*Directions for this task*
Could you reproduce all of the data below word for word, leaving out any pictures?

*Task inputs*
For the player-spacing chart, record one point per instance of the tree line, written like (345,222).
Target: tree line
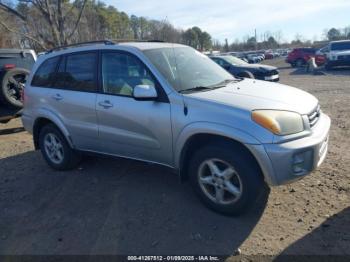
(44,24)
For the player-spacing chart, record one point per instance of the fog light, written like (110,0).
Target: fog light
(302,162)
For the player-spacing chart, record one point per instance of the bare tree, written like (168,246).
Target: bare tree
(57,15)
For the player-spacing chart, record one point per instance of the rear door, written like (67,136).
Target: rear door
(127,127)
(73,97)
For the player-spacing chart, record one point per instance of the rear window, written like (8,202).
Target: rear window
(22,60)
(309,50)
(340,46)
(45,74)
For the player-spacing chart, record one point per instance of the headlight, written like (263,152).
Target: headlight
(279,122)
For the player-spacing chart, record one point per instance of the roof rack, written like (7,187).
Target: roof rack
(106,42)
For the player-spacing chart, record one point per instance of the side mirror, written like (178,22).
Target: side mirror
(144,93)
(227,67)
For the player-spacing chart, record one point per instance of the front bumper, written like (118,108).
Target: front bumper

*Written solution*
For the player-spacing chart, record one point per instance of the tree line, written like (345,222).
Target: tree line
(44,24)
For the player-spacing chart, record one point per instance of the fog light, written like (110,0).
Target: fog light
(302,162)
For the player-spacing chart, record one point per instance of the bare tree, written like (168,246).
Target: bare tree
(57,15)
For the player-spacing chart, record one point per instance of the rear door, written like (67,136).
Target: rear door
(127,127)
(73,97)
For the player-spacing chart, record one point per instance of the rear window, written like (8,202).
Target: rear window
(22,60)
(309,50)
(340,46)
(45,74)
For the player-spacing chart, record one point per instance of the headlight, written like (263,152).
Target: headlight
(279,122)
For the player-spacing chart, record one point per instance of the roof rack, written like (7,187).
Target: roof rack
(106,42)
For the player-spacing chart, record one point per instance of the side mirror, written like (178,22).
Target: side mirror
(144,93)
(227,67)
For the player-spacing chart, record one point per instance of the front bumper, written like (118,108).
Target: front bumper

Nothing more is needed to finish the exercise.